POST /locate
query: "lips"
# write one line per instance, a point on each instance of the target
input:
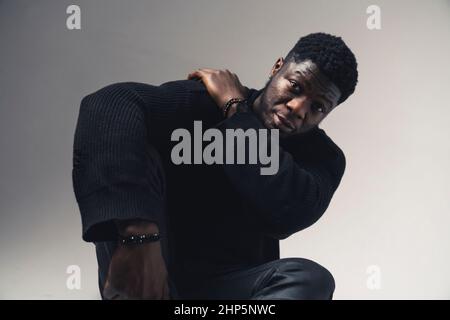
(283, 123)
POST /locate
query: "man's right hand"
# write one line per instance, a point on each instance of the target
(137, 271)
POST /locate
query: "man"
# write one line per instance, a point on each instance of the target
(211, 231)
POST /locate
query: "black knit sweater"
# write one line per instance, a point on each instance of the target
(221, 217)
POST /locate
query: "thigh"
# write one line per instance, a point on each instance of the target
(283, 279)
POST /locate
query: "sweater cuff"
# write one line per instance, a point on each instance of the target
(100, 209)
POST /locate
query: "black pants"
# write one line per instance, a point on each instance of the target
(287, 279)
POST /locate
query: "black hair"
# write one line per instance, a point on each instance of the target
(334, 59)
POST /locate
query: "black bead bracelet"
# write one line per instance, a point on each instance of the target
(139, 239)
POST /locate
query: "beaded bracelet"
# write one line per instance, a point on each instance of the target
(229, 103)
(139, 239)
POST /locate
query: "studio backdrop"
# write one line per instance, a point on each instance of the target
(385, 234)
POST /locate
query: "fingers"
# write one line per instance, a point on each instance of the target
(110, 293)
(202, 72)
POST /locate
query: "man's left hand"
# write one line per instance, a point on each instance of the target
(222, 85)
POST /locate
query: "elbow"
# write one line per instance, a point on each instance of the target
(283, 226)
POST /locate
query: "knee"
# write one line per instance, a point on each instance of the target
(311, 280)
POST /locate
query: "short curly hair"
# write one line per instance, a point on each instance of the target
(334, 59)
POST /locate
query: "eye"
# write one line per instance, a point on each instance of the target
(319, 108)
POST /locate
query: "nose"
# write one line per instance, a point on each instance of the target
(299, 106)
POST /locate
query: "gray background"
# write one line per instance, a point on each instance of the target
(392, 208)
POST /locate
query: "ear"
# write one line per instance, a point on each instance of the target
(277, 66)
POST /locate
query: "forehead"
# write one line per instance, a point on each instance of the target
(314, 79)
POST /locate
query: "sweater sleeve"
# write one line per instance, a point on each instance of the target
(293, 198)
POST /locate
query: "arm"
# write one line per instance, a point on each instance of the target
(294, 197)
(108, 162)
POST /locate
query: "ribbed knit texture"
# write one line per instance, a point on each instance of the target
(220, 217)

§ HOW TO COMPLETE THIS TASK:
Except for pictures, copy the records above exactly.

§ RESPONSE TO THIS EXERCISE:
POST /locate
query: "lips"
# write one line per instance, a point on each instance of the target
input:
(283, 123)
POST /locate
query: "man's right hand"
# write one line per instance, a point on each instance of the target
(137, 271)
POST /locate
query: "man"
# write one line per instance, a point on each instance of the target
(211, 231)
POST /locate
query: "black knit sweater"
# write one line per instance, a point on each instance of the target
(221, 217)
POST /locate
query: "thigh"
# write one line per instance, a point on each instance of the target
(283, 279)
POST /locate
query: "sweater cuff"
# write one line per instance, a point on each instance of the target
(100, 209)
POST /locate
query: "black pants"
# write one line per instance, a point on each instance of the target
(287, 279)
POST /locate
query: "black hair"
# write one line per instance, a point on each instance of the target
(334, 59)
POST /locate
query: "black bead bracelet"
# write one line per instance, a point on each instance of the target
(139, 239)
POST /locate
query: "beaded bracelet"
# write one line per instance, a point on each instance of the target
(229, 103)
(139, 239)
POST /locate
query: "studio backdrop"
# write one line per instance, a point on each instance of the target
(385, 234)
POST /locate
query: "fingers"
# write one line per instance, a point on each instance of the target
(110, 293)
(202, 72)
POST /locate
query: "man's left hand"
# write one line per instance, a point on each instance of the target
(222, 85)
POST /locate
query: "elbow"
# write one line per instance, a point on each instance of the target
(283, 226)
POST /locate
query: "knee"
# write one line per instance, a point on each instance of the target
(311, 280)
POST /locate
query: "short curly hair"
# write one line per instance, a point on each instance of the target
(334, 59)
POST /locate
query: "eye"
# write one line per instance, a point on each instance of the target
(319, 108)
POST /locate
query: "nose"
# write one line per instance, a point on each instance of the target
(299, 106)
POST /locate
query: "gray background"
# write one line per instance, a point on each instance of the target
(392, 208)
POST /locate
query: "ear"
# write one line per instance, a point on each instance of the target
(277, 66)
POST /locate
query: "forehead"
# write one line per instance, a point on each instance of the target
(314, 79)
POST /locate
query: "sweater sleeve"
# write one line per instance, a point on each instance of the target
(293, 198)
POST /locate
query: "arm"
# write one line per instance, a point on each instance of the target
(294, 197)
(108, 162)
POST /locate
query: "ribbed knit texture"
# write one line per instance, a point on each instance of the target
(220, 217)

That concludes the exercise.